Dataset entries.
______

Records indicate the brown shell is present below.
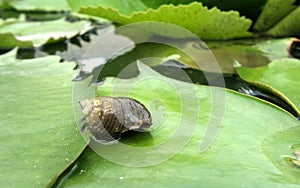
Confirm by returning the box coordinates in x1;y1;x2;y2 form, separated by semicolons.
79;97;152;142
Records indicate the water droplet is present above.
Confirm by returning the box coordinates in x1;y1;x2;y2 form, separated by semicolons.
79;169;86;174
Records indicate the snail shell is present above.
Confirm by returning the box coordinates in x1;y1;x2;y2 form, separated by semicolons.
79;97;152;142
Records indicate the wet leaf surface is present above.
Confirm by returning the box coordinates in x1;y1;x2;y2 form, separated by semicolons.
254;0;298;31
236;58;300;116
0;16;93;48
62;63;300;187
6;0;70;11
0;49;86;187
73;1;252;39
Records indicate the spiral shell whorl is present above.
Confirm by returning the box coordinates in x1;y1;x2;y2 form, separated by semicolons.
79;97;152;142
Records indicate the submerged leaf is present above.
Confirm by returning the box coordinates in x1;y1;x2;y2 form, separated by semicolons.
62;63;300;187
0;49;86;187
236;58;300;116
78;2;252;39
0;17;93;48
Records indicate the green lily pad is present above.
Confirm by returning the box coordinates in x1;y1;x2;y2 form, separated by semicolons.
139;0;194;9
253;0;298;31
0;16;93;48
0;49;87;187
254;38;290;61
253;0;300;37
263;126;300;184
236;58;300;116
73;1;252;39
266;6;300;37
61;62;300;187
70;0;265;21
5;0;70;11
68;0;149;14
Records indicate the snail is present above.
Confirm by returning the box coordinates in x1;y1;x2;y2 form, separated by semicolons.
79;97;152;143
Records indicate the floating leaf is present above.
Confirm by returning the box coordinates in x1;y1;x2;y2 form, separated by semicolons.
253;0;300;37
263;126;300;184
253;0;298;31
266;7;300;37
70;0;266;21
254;38;290;60
5;0;70;11
236;58;300;116
61;63;300;187
74;1;252;39
0;17;93;48
68;0;148;14
0;49;87;187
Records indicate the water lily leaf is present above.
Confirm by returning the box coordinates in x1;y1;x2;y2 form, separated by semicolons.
236;58;300;116
139;0;194;9
0;17;93;48
266;6;300;37
0;49;87;187
70;0;266;21
263;126;300;184
253;0;298;31
67;0;148;14
5;0;70;11
74;1;252;39
253;0;300;37
62;62;300;187
254;38;290;60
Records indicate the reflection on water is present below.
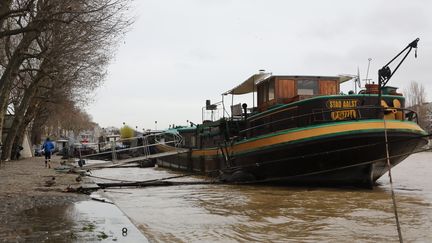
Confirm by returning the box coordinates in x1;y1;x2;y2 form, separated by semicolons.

______

What to produce.
Leave the pictures out and return each entry exactly.

Task response.
Records indicate the brown shell is present below.
Confirm by returning the box coordinates in x1;y1;x2;y2 form, separated by semicolons.
79;97;152;142
Records indicate the water droplet is present above.
Confirm by returning the box coordinates in x1;y1;x2;y2 form, separated by semicolons.
79;169;86;174
Records indicate the snail shell is present above.
Confirm by returning the box coordinates in x1;y1;x2;y2 form, separated by semicolons.
79;97;152;142
Records indicate the wet leaf surface is present above.
Confirm by returning the box coordinates in x1;y1;x2;y2 form, separated by semicolons.
254;0;298;31
236;58;300;116
0;16;93;48
62;63;300;187
6;0;70;11
0;49;86;187
73;1;252;39
Records indicate the spiral shell whorl is present above.
Confirm by returning the box coordinates in x1;y1;x2;y2 form, separated by semicolons.
79;97;152;142
Records indicate the submerged leaf is present above.
Confirm by returning the box coordinates in x1;y1;x2;y2 form, separated by semicolons.
62;63;300;187
0;49;86;187
236;58;300;116
78;2;252;39
0;17;93;48
Records indicate the green lily pad is present above.
Confirm by returning the box coordinates in x1;y1;x2;y2 form, separated by semicolons.
139;0;194;9
253;0;298;31
0;16;93;48
0;49;87;187
254;38;290;61
253;0;300;37
263;126;300;184
236;58;300;116
73;1;252;39
266;6;300;37
61;62;300;187
70;0;265;21
5;0;70;11
68;0;149;14
Records indicate the snail is present above.
Confirm by returning the box coordinates in x1;y1;x2;y2 form, separated by semicolons.
79;97;152;143
Records indicate the floating leaf is present above.
Confirm by returning the box coordinates in x1;y1;x2;y2 form, separated by semicolons.
253;0;300;37
263;126;300;184
253;0;298;31
266;7;300;37
70;0;266;21
254;38;290;60
5;0;70;11
236;58;300;116
61;63;300;187
74;1;252;39
0;17;93;48
68;0;148;14
0;49;87;187
Records indicate the water lily leaf is present above.
Confirm by returning the box coordinates in x1;y1;x2;y2 form, separated by semicolons.
236;58;300;116
139;0;194;9
0;17;93;48
266;6;300;37
0;49;87;187
70;0;266;21
263;126;300;184
253;0;298;31
67;0;148;14
5;0;70;11
74;1;252;39
253;0;300;37
62;62;300;187
254;38;290;60
Records indicate the reflection on water is present below.
Confirm by returning the box coordinates in x1;y1;x2;y2 form, separated by semicolons.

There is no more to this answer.